* start Record set *

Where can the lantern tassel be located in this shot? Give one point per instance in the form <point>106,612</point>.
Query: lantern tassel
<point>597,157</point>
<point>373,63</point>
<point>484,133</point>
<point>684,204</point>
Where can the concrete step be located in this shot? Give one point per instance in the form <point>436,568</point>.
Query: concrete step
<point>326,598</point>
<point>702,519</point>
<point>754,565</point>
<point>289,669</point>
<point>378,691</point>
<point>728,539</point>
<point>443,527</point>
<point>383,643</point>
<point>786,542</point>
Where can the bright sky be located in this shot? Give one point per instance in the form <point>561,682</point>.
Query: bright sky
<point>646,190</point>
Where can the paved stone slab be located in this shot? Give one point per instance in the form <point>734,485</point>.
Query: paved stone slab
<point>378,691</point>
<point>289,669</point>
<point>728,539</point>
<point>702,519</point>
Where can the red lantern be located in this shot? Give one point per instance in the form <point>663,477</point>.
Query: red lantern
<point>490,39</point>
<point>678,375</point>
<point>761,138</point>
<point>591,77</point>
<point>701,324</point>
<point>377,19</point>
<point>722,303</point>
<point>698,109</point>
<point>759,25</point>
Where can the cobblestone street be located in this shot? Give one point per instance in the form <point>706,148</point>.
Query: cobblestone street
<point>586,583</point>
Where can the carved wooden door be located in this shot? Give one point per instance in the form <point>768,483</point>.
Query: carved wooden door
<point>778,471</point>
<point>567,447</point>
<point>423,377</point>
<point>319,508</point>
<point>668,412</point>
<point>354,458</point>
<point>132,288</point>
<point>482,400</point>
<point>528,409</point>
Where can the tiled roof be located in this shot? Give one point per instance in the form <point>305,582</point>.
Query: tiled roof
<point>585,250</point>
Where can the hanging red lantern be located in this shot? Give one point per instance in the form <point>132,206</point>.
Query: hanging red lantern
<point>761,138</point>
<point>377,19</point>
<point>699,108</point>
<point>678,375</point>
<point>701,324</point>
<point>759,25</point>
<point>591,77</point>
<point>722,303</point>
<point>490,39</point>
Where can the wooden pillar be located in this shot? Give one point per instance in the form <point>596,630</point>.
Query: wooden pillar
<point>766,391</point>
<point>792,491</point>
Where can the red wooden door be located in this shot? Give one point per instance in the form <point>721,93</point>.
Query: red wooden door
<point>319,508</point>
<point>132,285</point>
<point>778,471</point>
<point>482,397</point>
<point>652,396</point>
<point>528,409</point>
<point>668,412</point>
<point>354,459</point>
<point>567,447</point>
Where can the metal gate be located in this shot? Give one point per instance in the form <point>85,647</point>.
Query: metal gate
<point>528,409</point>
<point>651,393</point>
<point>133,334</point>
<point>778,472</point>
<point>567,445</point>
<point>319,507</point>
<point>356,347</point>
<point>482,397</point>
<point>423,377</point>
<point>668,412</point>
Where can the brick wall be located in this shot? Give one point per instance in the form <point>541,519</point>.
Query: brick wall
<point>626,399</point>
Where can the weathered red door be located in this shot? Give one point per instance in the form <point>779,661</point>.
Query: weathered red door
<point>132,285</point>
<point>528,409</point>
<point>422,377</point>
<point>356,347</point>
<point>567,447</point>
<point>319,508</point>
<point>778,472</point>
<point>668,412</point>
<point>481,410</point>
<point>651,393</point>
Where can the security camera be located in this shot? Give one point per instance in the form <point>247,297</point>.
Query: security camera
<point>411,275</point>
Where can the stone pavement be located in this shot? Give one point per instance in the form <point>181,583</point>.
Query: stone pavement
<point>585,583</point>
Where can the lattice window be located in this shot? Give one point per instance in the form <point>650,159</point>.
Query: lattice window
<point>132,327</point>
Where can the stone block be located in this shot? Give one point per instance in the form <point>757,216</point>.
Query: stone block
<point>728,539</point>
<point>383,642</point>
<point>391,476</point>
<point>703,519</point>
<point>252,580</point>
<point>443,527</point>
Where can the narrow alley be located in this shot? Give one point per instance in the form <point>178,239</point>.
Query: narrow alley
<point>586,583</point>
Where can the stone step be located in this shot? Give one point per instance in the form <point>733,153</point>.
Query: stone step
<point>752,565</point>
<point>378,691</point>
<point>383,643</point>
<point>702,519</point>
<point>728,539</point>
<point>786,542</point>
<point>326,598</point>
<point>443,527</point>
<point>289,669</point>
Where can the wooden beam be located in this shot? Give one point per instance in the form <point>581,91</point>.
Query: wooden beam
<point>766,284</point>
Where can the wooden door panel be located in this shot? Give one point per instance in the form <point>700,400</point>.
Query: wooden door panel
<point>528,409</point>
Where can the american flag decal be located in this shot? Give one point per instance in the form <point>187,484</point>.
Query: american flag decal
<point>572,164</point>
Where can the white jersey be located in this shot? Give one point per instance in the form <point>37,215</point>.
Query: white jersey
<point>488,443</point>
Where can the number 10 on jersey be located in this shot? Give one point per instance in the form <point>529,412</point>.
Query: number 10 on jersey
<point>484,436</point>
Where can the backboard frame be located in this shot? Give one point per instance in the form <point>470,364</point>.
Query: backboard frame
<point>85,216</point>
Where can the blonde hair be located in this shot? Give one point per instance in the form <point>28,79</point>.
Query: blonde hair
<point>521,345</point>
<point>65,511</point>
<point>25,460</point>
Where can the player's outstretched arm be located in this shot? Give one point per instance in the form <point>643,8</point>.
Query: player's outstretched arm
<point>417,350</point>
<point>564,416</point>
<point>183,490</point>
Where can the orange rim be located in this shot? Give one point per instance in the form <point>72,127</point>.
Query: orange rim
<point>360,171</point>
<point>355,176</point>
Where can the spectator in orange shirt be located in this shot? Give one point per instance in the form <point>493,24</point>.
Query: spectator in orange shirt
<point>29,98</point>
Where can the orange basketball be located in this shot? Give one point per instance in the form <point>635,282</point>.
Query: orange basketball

* end Record set *

▶ Exercise: Write out every entry above verbatim, keeping each line unchanged and in its original order.

▶ Solution to this exercise:
Where can the lantern tassel be located in this shot? Give one point per instance in the form <point>106,612</point>.
Query: lantern tassel
<point>597,157</point>
<point>373,63</point>
<point>484,133</point>
<point>684,204</point>
Where can the concrete step be located in this shot? Give one point per instance in the form <point>436,568</point>.
Query: concrete step
<point>326,598</point>
<point>702,519</point>
<point>754,565</point>
<point>289,669</point>
<point>378,691</point>
<point>728,539</point>
<point>443,527</point>
<point>383,643</point>
<point>786,542</point>
Where can the bright sky be located in this shot? Give one point per instance in the form <point>561,682</point>.
Query: bright sky
<point>646,190</point>
Where can the paved stone slab be located in this shot? Give one point per instance in the form <point>734,485</point>.
Query: paved stone slab
<point>378,691</point>
<point>289,669</point>
<point>728,539</point>
<point>702,519</point>
Where can the red lantern be located in this shot? Give one point per instance in the form <point>663,477</point>.
Query: red lantern
<point>490,39</point>
<point>678,375</point>
<point>761,138</point>
<point>591,77</point>
<point>701,324</point>
<point>377,19</point>
<point>722,303</point>
<point>698,109</point>
<point>759,25</point>
Where can the cobblestone street be located in this shot? Give one point per instance in the form <point>706,148</point>.
Query: cobblestone street
<point>586,583</point>
Where can the carved wooden door be located in this shot? Give one point per instance in the form <point>768,483</point>.
Query: carved wooden door
<point>778,471</point>
<point>567,447</point>
<point>423,377</point>
<point>319,508</point>
<point>668,412</point>
<point>354,458</point>
<point>132,288</point>
<point>482,400</point>
<point>528,409</point>
Where can the tiled roof be located in this shot? Give one point per instance in the form <point>305,582</point>.
Query: tiled roof
<point>585,250</point>
Where can the hanging red lantern be located in this shot? Give one point per instance in the form <point>132,206</point>.
Query: hanging red lantern
<point>761,138</point>
<point>377,19</point>
<point>699,108</point>
<point>678,375</point>
<point>701,324</point>
<point>759,25</point>
<point>591,77</point>
<point>722,303</point>
<point>490,39</point>
Where can the wooden pillar be located in this shot? Give one point per instance in the form <point>596,630</point>.
Query: wooden pillar
<point>766,391</point>
<point>792,491</point>
Where can the red wooden door be located in this shot? Give one point per instance in the form <point>721,93</point>.
Query: red wooden door
<point>319,508</point>
<point>132,285</point>
<point>778,471</point>
<point>482,397</point>
<point>652,396</point>
<point>528,409</point>
<point>668,412</point>
<point>354,459</point>
<point>567,447</point>
Where can the metal gate be located in this shot? Give one point per instance in the form <point>85,647</point>.
Query: metal gate
<point>528,409</point>
<point>651,393</point>
<point>133,334</point>
<point>778,472</point>
<point>567,445</point>
<point>319,507</point>
<point>356,347</point>
<point>482,397</point>
<point>423,377</point>
<point>668,412</point>
Where can the brick wall be located in this shot? Give one point per instance in the form <point>541,519</point>.
Query: brick wall
<point>626,399</point>
Where can the weathered red door be located in this shot? Give one point per instance in the form <point>779,661</point>.
Query: weathered red door
<point>132,285</point>
<point>528,409</point>
<point>422,377</point>
<point>356,347</point>
<point>567,447</point>
<point>319,508</point>
<point>778,472</point>
<point>668,412</point>
<point>481,410</point>
<point>651,393</point>
Where can the security camera be located in this shot? Give one point per instance in the form <point>247,297</point>.
Query: security camera
<point>411,275</point>
Where can the stone pavement be located in this shot? Give one point per instance in the form <point>181,583</point>.
Query: stone pavement
<point>585,583</point>
Where can the lattice window be located in this shot? Give one point per instance in the form <point>650,159</point>.
Query: lattice window
<point>132,327</point>
Where can the stone block be located in this shot? Give one point per instance in the form <point>757,216</point>.
Query: stone block
<point>728,539</point>
<point>383,642</point>
<point>391,476</point>
<point>703,519</point>
<point>252,580</point>
<point>443,527</point>
Where can the narrow alley be located in this shot? Give one point per instance in the form <point>178,239</point>.
Query: narrow alley
<point>586,583</point>
Where can the stone step be located in this shot? Give one point per instance in the form <point>733,153</point>.
Query: stone step
<point>752,565</point>
<point>378,691</point>
<point>383,643</point>
<point>702,519</point>
<point>728,539</point>
<point>786,542</point>
<point>326,598</point>
<point>443,527</point>
<point>289,669</point>
Where can the wooden beam be located in this shot? Give one point per instance in the form <point>581,91</point>.
Query: wooden beam
<point>766,284</point>
Where can the wooden door panel be located in this shot? Give one point per instance in the form <point>700,400</point>.
Query: wooden door panel
<point>528,409</point>
Where can the american flag decal be located in this shot? Give one point per instance in the form <point>187,484</point>.
Query: american flag decal
<point>572,164</point>
Where can the white jersey be located in this shot? Give one point per instance in the form <point>37,215</point>.
Query: white jersey
<point>488,443</point>
Where can the number 10 on jersey be located in this shot? Give one point per instance in the form <point>529,412</point>.
Query: number 10 on jersey
<point>484,436</point>
Where can the backboard frame be located in this shot? Give one point per instance in the form <point>470,364</point>.
Query: backboard frame
<point>85,216</point>
Where can the blonde hair be located in this shot? Give one point per instance in the form <point>28,79</point>.
Query: blonde hair
<point>521,345</point>
<point>65,511</point>
<point>25,460</point>
Where can the player's outstretched arm be located in this shot? Give one point per instance in the form <point>643,8</point>.
Query: player's outstretched arm
<point>417,350</point>
<point>564,416</point>
<point>183,490</point>
Where can the orange rim be located in this shot? Give one point per instance in the form <point>72,127</point>.
Query: orange rim
<point>360,171</point>
<point>355,176</point>
Where can the spectator in orange shirt be located in this shot? Give one point per instance in the form <point>493,24</point>.
Query: spectator in orange shirt
<point>29,98</point>
Where can the orange basketball be located in this shot? Give one point per instance in the form <point>635,282</point>.
Query: orange basketball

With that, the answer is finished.